(Passage for review)

Things started badly almost instantly. I plugged the drives into my desktop PC and one wasn’t recognised, I think because of a SATA port that has just decided not to work any longer. Having rebooted a few times to fix that, I installed Macrium Reflect which is a well regarded disk cloning and backup application. Feeling confident it would all “just work” I clicked through the clone dialogues and pressed “go.”

Nothing happened.

I left it for 20 minutes, it just sat there on 0%. No error messages, no progress, nothing at all.

Fair enough, I thought, and installed Acronis True Image – same idea, different developer. Well, I say installed, it too decided to get half way and then just sit there failing to install. I was beginning to question how happy my desktop was, it should be fine as it’s basically new and never gets used. I hit the reset button as nothing was happening.

Windows 11 refused to boot.

The situation was becoming very Monty Python

Its times like these I genuinely dislike computing. I used to enjoy fixing computers and diagnosing Windows issues in the 90’s and 2000’s, now I cannot be bothered – not when there are children running around and other priorities that need my attention more than yet another Windows install.

The thing with Windows is that when something goes wrong it’s a horrible experience. Error messages are useless and it’ll happily go round in circles, failing in exactly the same way. It went through the automated repair process, then told me it couldn’t repair anything and would I like to try a reboot instead? Long story short, eventually, after about an hour, it suddenly came back to life.

“Attempting repairs.” Oh Microsoft, you are funny. It may as well say “Pretending to do something before failing as a matter of routine.”

I reinstalled Macrium Reflect and this time instead of just hanging it actually gave me an error “Cannot initialise GPT partition.” At this point, I gave up and went down the only route I could think of – try Clonezilla.

(End Passage for review)
(Material provided)

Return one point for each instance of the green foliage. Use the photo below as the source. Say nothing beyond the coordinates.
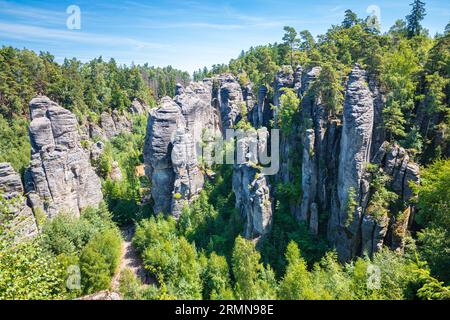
(92, 241)
(66, 234)
(28, 271)
(169, 257)
(350, 206)
(329, 88)
(99, 260)
(216, 279)
(132, 289)
(286, 229)
(434, 247)
(296, 283)
(291, 41)
(399, 75)
(381, 197)
(434, 194)
(433, 214)
(253, 280)
(415, 17)
(123, 197)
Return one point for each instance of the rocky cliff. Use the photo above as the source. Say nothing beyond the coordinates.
(329, 155)
(20, 220)
(60, 176)
(177, 133)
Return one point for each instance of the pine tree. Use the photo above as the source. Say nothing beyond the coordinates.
(415, 17)
(290, 40)
(350, 19)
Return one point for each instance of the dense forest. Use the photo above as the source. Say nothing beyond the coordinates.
(203, 254)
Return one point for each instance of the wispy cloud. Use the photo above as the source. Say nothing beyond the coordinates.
(36, 14)
(39, 34)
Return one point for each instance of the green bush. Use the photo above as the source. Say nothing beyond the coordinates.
(99, 260)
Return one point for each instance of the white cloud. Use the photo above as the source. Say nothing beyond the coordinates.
(40, 34)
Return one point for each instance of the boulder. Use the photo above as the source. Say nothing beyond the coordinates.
(20, 220)
(60, 176)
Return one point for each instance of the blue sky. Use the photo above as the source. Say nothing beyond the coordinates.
(185, 34)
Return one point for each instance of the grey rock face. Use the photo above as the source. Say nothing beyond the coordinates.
(252, 190)
(161, 128)
(21, 221)
(189, 179)
(253, 200)
(138, 107)
(309, 176)
(229, 100)
(354, 156)
(60, 177)
(174, 134)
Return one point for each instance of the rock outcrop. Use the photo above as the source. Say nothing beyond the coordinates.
(189, 179)
(228, 99)
(60, 176)
(175, 133)
(354, 157)
(161, 128)
(253, 200)
(19, 218)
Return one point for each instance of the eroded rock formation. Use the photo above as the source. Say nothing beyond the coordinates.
(175, 133)
(60, 176)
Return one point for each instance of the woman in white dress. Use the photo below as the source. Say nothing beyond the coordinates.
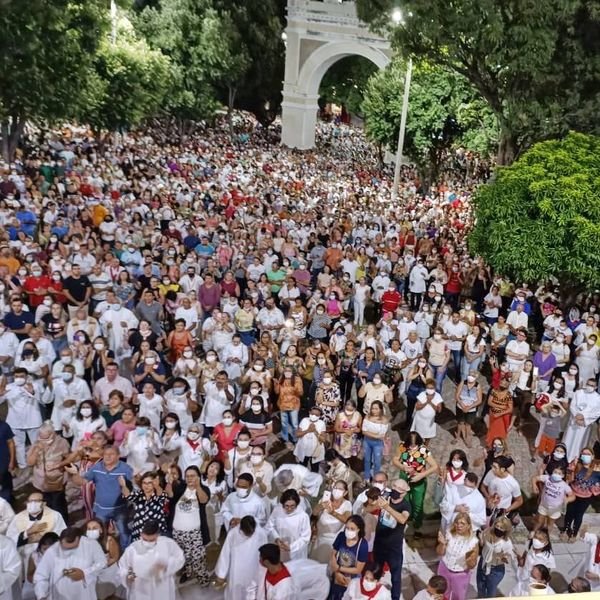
(429, 404)
(332, 511)
(587, 355)
(289, 527)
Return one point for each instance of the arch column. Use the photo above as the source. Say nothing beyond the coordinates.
(301, 88)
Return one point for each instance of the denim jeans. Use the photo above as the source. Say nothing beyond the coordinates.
(289, 418)
(119, 517)
(438, 374)
(373, 452)
(487, 585)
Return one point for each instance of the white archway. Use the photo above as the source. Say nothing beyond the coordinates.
(318, 35)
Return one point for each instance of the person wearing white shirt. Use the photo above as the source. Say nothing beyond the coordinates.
(465, 498)
(243, 502)
(24, 416)
(238, 559)
(289, 526)
(10, 569)
(9, 343)
(517, 351)
(69, 568)
(68, 392)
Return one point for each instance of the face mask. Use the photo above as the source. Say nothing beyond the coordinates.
(34, 507)
(368, 585)
(242, 492)
(92, 534)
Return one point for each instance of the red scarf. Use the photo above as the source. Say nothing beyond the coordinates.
(370, 594)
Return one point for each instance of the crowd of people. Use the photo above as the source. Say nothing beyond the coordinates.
(224, 348)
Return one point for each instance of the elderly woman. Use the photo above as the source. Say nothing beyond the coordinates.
(48, 457)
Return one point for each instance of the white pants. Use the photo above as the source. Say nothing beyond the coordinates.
(20, 438)
(359, 313)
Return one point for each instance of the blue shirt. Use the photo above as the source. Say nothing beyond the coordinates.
(108, 490)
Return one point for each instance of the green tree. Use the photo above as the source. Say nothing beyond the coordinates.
(346, 81)
(536, 64)
(129, 83)
(540, 217)
(441, 111)
(47, 50)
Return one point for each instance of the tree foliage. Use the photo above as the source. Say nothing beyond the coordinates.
(443, 111)
(536, 64)
(129, 83)
(346, 82)
(540, 217)
(47, 50)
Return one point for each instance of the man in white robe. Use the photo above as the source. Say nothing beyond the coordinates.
(238, 561)
(461, 499)
(584, 410)
(10, 569)
(244, 501)
(69, 569)
(149, 566)
(116, 323)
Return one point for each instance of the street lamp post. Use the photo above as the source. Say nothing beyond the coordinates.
(397, 17)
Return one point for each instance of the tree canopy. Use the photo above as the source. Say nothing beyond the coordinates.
(536, 64)
(540, 217)
(444, 111)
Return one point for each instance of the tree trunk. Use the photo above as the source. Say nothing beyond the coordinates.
(507, 148)
(11, 132)
(230, 101)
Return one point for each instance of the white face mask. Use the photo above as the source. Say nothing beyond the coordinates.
(368, 585)
(34, 507)
(92, 534)
(242, 492)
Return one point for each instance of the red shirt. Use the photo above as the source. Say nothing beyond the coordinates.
(34, 284)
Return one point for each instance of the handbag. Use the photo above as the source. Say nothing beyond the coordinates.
(52, 482)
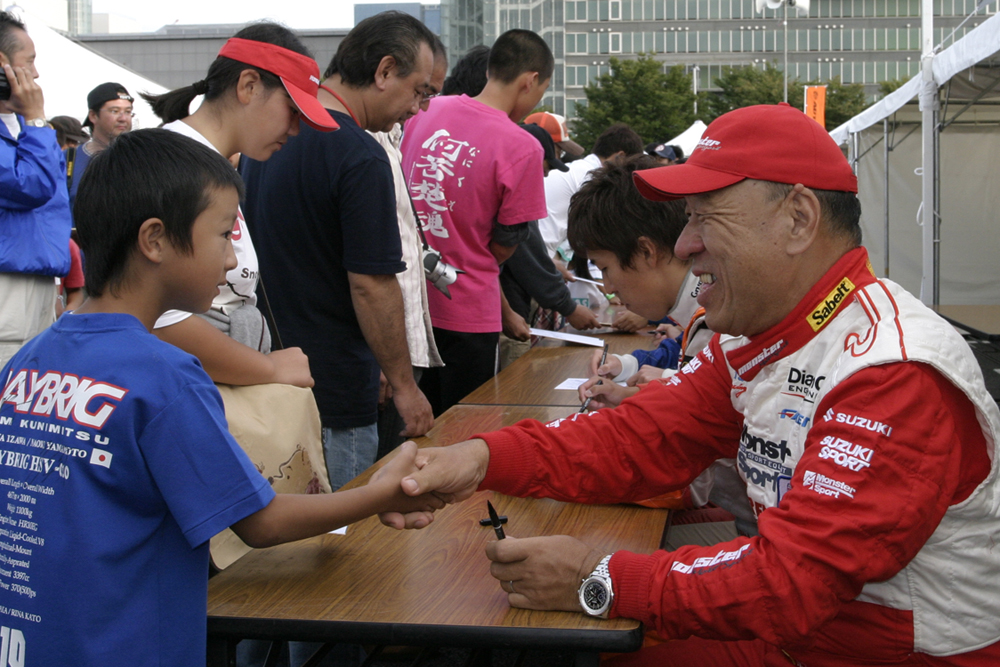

(End Material provided)

* Exercise tasks:
(A) Could you reproduce part of the drive-cloning account word for word, beginning at the words "I reinstalled Macrium" and stopping after "of – try Clonezilla."?
(B) Can you pick up the drive-cloning account after its last sentence and keep it going?
The material isn't needed here.

* Answers provided:
(A)
I reinstalled Macrium Reflect and this time instead of just hanging it actually gave me an error “Cannot initialise GPT partition.” At this point, I gave up and went down the only route I could think of – try Clonezilla.

(B)
Why I didn’t just do this in the first place, I don’t know. In the space of 20 minutes I’d created a USB Clonezilla drive, booted, set the clone up and completed without any errors. I couldn’t believe my eyes. Tentatively I screwed the new SSD into the server, put it all back together and turned it on.

It worked.

Not only did it work, but it was now unbelievably fast. The time taken to boot the server now is around 10-15 seconds from cold. That’s insane performance from something so old and cheap. In all, this site had been down about 3-4 hours for a job that should’ve taken 30 mins to 1 hour. That isn’t great when you’re trying to build an audience. People don’t tend to come back when they try to visit your site and its stone dead.

What’s the learning from this experience?

I could just conclude that Windows drives me round the bend and I should have known better, but that’s not the real story here. I’m fairly convinced my desktop machine has a hardware issue that needs diagnosing when I’ve nothing better to do.

The real learning here is the importance of not only backup, but documentation. If I’d recorded the steps I took to set up my server, I’d be in a position where I could just recreate it on any other hardware, reinstall my site backup and get going again. I hugely regret not taking more care to leave a trail of breadcrumbs to follow in future.

Secondly, I’ve learned that it’s important to do your homework before diving in with both feet and not to have to learn on the fly as you’re in the middle of dealing with a stressful situation at the same time. I should have checked the health of the hard drive in the server before even starting to create and add content to a website. In hindsight, I haven’t a clue why I was so stupid as to not just buy a new drive in the beginning and set it all up together. We live and learn.

This superb utility is the final piece in my backup puzzle.

Finally, I have learned about a wonderful Linux utility called Timeshift. This tool allows you to really simply set up automatic backup jobs to an external drive that will allow you to completely restore a linux install to a previous state, even from a live USB install. That is absolute gold. My only problem is it won’t write to my NAS and I don’t have an external drive at the moment to use as a backup drive…

Technology. There’s always something.